## What you need to do
Can you copy out, unchanged, only the entries that begin at the line containing "Find the large" and stop after the line containing "[(374, 476)]"?

## Extracted information
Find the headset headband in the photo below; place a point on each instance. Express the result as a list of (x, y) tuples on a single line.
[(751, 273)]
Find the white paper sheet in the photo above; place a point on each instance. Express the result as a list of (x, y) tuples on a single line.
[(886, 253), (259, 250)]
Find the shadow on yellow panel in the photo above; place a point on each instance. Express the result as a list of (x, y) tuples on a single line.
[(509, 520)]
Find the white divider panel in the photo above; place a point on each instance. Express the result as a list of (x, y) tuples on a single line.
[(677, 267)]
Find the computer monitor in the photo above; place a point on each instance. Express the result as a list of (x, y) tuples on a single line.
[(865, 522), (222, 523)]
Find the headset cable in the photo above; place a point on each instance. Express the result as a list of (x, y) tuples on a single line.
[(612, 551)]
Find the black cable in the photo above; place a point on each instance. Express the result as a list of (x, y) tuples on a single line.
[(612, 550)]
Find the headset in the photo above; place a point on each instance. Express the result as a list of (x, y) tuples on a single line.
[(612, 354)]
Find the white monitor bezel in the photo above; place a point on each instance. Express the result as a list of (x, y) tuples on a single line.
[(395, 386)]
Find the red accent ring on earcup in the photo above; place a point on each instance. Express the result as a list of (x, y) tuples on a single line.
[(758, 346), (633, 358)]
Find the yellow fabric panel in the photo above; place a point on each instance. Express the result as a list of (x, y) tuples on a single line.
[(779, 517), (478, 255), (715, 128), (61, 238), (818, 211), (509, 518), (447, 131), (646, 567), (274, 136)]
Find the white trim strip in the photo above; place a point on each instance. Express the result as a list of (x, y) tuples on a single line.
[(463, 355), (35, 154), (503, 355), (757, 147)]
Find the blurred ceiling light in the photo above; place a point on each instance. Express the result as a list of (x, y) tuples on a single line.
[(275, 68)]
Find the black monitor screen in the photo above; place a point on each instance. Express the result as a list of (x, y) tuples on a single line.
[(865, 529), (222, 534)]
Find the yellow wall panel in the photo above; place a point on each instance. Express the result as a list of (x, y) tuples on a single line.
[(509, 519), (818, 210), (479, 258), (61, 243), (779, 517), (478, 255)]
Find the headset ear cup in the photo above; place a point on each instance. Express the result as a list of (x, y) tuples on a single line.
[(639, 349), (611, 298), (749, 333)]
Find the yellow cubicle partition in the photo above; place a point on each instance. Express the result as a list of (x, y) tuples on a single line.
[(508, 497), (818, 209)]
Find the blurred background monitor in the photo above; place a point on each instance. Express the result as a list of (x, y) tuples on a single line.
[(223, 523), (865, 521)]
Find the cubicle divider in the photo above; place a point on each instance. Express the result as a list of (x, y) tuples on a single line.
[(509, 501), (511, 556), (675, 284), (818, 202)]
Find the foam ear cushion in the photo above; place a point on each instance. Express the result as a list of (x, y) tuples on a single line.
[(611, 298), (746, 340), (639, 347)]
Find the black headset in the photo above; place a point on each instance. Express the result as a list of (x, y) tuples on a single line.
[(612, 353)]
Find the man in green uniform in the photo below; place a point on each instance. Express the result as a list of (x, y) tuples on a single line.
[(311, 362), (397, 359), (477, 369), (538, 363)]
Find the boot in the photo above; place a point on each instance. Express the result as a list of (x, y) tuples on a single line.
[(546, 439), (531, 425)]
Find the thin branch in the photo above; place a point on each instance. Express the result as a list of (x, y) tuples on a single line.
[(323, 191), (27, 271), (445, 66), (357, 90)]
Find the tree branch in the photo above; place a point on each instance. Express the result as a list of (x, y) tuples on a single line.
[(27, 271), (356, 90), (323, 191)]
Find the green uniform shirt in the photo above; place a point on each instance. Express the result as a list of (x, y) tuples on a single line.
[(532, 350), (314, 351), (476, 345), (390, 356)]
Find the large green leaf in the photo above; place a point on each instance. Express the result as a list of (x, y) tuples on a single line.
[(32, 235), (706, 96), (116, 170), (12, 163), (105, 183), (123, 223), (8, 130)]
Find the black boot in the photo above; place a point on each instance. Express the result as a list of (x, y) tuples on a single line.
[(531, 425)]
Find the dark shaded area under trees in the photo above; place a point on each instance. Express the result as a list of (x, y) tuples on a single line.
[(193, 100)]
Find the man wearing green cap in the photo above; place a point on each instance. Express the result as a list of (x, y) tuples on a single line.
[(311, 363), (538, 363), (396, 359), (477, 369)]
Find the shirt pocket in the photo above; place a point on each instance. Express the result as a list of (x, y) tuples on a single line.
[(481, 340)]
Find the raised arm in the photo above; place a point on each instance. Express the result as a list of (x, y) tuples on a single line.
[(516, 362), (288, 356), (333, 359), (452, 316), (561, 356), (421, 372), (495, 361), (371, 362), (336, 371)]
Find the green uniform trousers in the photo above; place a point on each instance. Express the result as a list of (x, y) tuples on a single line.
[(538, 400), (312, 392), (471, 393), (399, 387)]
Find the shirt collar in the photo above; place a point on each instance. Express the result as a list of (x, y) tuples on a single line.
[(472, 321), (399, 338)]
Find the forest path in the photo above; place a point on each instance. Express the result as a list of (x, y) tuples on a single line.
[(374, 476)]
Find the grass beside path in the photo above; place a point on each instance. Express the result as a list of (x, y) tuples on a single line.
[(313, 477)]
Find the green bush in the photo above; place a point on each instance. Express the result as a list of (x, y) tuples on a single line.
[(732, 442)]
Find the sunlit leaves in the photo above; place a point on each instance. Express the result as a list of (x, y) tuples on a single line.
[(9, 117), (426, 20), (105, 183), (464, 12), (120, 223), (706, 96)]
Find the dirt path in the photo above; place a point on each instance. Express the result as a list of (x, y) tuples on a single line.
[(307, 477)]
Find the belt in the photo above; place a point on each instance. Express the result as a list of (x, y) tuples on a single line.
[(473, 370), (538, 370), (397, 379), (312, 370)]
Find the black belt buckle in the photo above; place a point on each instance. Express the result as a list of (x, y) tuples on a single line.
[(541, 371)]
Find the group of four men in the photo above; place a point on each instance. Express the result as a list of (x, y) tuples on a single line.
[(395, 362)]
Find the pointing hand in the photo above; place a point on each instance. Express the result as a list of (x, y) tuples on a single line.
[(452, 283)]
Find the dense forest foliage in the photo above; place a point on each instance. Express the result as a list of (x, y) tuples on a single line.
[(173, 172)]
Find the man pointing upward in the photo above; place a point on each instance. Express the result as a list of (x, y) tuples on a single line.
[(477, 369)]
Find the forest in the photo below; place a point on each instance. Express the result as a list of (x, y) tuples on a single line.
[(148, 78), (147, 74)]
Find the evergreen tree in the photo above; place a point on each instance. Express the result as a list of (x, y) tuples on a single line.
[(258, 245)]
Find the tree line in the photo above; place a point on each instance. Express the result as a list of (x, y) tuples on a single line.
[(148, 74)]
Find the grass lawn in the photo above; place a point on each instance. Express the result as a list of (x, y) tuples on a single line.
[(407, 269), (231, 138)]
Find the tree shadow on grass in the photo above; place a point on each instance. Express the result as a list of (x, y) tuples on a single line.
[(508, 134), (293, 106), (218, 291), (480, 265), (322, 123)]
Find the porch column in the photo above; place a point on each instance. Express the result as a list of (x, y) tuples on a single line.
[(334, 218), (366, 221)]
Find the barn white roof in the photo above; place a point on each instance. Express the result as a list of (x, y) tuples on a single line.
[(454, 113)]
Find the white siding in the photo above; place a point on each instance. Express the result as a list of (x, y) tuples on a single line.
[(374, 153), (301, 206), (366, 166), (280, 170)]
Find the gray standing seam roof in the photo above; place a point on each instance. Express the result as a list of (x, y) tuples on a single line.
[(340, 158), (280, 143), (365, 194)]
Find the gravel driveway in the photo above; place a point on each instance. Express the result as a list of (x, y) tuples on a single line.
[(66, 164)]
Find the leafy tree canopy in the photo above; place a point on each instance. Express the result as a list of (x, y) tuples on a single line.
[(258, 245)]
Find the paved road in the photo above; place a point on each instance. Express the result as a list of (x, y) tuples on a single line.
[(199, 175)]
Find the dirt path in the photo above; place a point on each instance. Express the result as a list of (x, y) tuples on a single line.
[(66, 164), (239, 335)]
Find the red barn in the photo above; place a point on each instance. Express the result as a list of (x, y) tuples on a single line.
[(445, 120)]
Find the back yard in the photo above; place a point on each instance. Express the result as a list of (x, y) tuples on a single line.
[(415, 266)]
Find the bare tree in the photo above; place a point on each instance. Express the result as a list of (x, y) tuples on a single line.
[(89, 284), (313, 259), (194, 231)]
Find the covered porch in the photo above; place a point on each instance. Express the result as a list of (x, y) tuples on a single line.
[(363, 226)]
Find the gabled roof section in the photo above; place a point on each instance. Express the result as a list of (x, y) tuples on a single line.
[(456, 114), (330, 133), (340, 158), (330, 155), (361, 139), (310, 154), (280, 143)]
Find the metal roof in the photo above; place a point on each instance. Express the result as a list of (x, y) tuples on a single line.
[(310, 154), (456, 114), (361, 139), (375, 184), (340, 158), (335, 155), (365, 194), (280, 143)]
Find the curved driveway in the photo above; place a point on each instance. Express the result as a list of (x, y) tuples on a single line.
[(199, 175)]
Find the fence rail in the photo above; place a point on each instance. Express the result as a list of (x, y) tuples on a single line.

## Response
Find the large green leaf in the photo above; place a point on each instance. Express the result as a list of (x, y) tuples on a single line.
[(32, 235), (706, 96), (116, 170), (12, 163), (105, 183), (123, 223), (8, 130)]
Find the black boot in the photo above; place a point on each instance. Express the result as a list of (x, y) tuples on a single line.
[(531, 425)]
Find the dark shaded area under trees in the photo above; place a point on each instance. Express the result as a list of (x, y) tuples on a single line.
[(193, 100)]
Find the man wearing green cap in the photo above; place a point on each instance. Express the result as a list of (x, y) tuples on a single line.
[(311, 363), (538, 363), (396, 359), (477, 369)]
Find the shirt pocket in the photo above; place a point on each instance. Express the result as a list of (x, y) tuples on a single line.
[(481, 340)]
Find the raised arm in the photo above; place a point on each instance. Express the result as a list of (x, y) tuples on a single line.
[(516, 362), (288, 356), (333, 359), (452, 316), (561, 356), (421, 372), (495, 361), (371, 362), (336, 371)]
Find the green uniform trousers in the photo above; place a point on each instance. Express the result as a list of (x, y) tuples on a single line.
[(538, 400), (312, 392), (471, 393), (399, 387)]
Find the shirt collar in the photo above; place a point on each instance. Express the result as a list of (x, y) tuples on a single line.
[(472, 321), (399, 338)]
Find the forest path in the photo above; place a point on each instance. Express the result as a list of (x, y) tuples on a single line.
[(374, 476)]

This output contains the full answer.